Point localization data
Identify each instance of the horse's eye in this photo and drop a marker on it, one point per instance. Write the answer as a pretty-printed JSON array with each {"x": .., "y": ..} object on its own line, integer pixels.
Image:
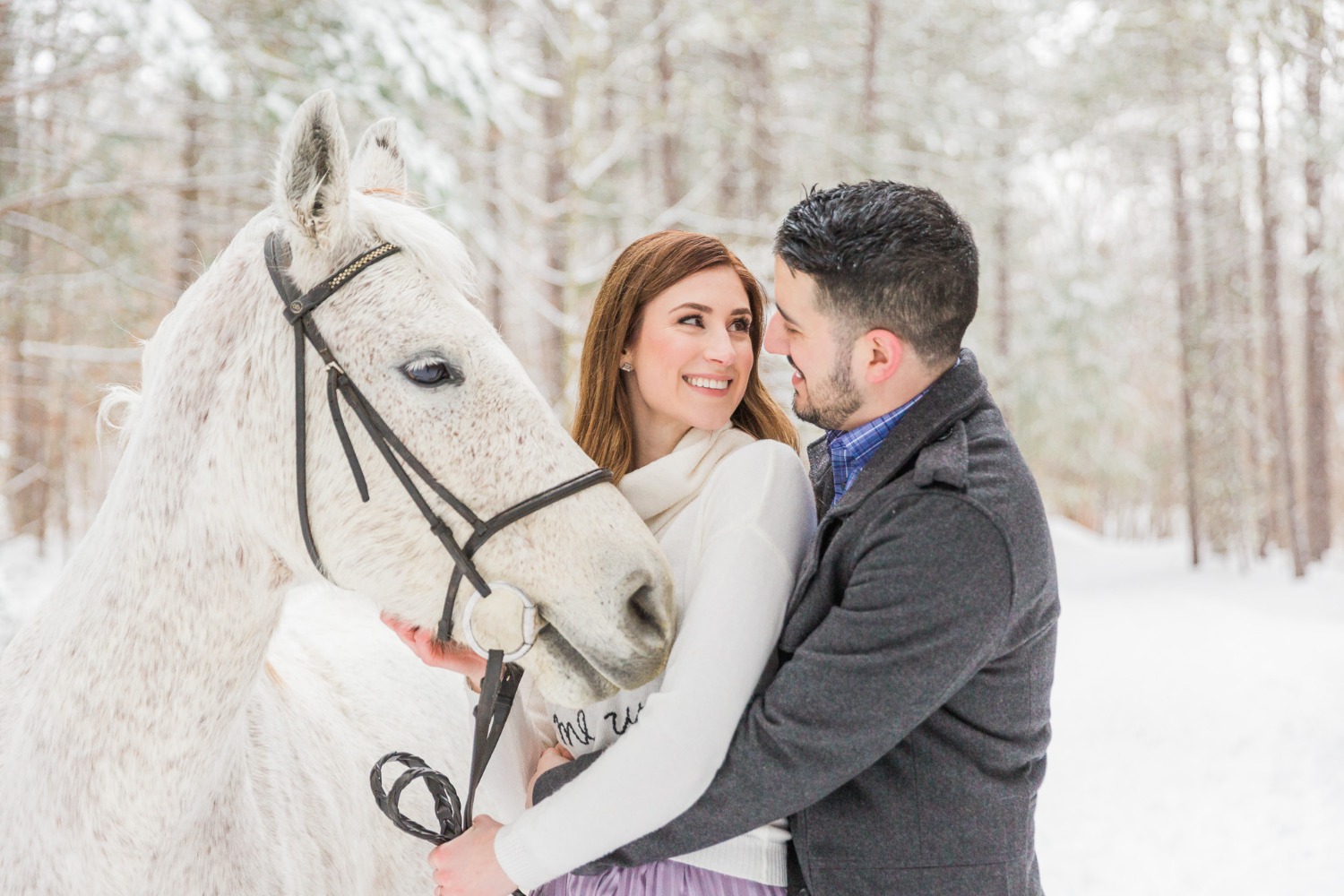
[{"x": 432, "y": 371}]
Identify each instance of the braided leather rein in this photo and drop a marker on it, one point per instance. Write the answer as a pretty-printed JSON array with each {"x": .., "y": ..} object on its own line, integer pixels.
[{"x": 502, "y": 678}]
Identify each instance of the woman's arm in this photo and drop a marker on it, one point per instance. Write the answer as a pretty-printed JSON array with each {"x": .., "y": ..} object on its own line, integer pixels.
[{"x": 757, "y": 517}]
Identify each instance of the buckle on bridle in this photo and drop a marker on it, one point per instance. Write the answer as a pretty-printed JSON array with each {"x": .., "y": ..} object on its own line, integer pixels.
[{"x": 529, "y": 621}]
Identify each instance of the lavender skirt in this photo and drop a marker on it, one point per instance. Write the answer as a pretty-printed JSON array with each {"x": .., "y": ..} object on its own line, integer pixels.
[{"x": 656, "y": 879}]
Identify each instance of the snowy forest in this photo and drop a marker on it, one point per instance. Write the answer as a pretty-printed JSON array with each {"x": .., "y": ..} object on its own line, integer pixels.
[{"x": 1153, "y": 187}]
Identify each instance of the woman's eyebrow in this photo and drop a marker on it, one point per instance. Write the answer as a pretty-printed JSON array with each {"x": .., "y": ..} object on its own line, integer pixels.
[{"x": 706, "y": 309}]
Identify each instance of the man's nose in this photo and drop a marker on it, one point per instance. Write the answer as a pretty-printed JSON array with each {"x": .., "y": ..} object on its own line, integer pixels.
[{"x": 776, "y": 341}]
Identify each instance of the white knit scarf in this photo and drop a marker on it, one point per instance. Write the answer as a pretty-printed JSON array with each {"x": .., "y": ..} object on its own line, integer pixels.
[{"x": 661, "y": 489}]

- _Problem details_
The entries above should be written out in full, and any picture in them left out.

- _Solved problem_
Identify each instance of the horse's eye in this photo and drop a marker on it, one point per instance. Write the answer as a pretty-printed JSON array with each {"x": .., "y": ..} object on its own line, integer pixels.
Image:
[{"x": 432, "y": 371}]
Identify each instance of the braided leather rein in this photo and drop a marker on it, one point per instance. Write the answer as a pretty-printed JSON array with each {"x": .., "y": ..} object on its own line, integer pixels.
[{"x": 502, "y": 678}]
Identify each instance of the woman's arm in this photo and drop a marker on it, one point per instance. Write the answer as a pretty-printed JSON array with each {"x": .., "y": ..} object on its own line, integer pixels.
[{"x": 757, "y": 517}]
Identify each instance of the buckle on bridle in this photo and drop a marker on it, one point per instance. Write the answer as a pretty-printed JSON array with each {"x": .., "y": ..} object on its own line, integer pixels.
[{"x": 529, "y": 621}]
Identify each instance of the lavender skirt in this photo and drop a marker on it, one point per instance. Write the answer as a pretty-printed JSON array with each {"x": .., "y": ..} object on its own line, integer pixels.
[{"x": 656, "y": 879}]
Identify each instance of the snowy forest in this photo and drop a marker on it, one point per instance. Write the answer as a pretty-printed JSON array with each {"x": .., "y": ..} object on its own line, integer pixels.
[{"x": 1153, "y": 187}]
Identify each instance of the woman's eyebrow in this photo and drop a marker on it, one point per instance. Write the answer as a pretty-printed JSON array with each {"x": .., "y": ..} object on its own line, integer pixels.
[{"x": 706, "y": 309}]
Identify each instance of the man's nose in this photo and drop a marker on it, one point per instance. Write the answer as a pretty-printed JSON array with each {"x": .., "y": ..} object on its own line, integer pixels.
[{"x": 776, "y": 341}]
Identify each instance of the white knit scarf in this photo and drop a marker on it, one point per instance. Write the answer as a pretty-printed JSON array with each {"x": .., "y": ..} object on its own line, integer pixels.
[{"x": 661, "y": 489}]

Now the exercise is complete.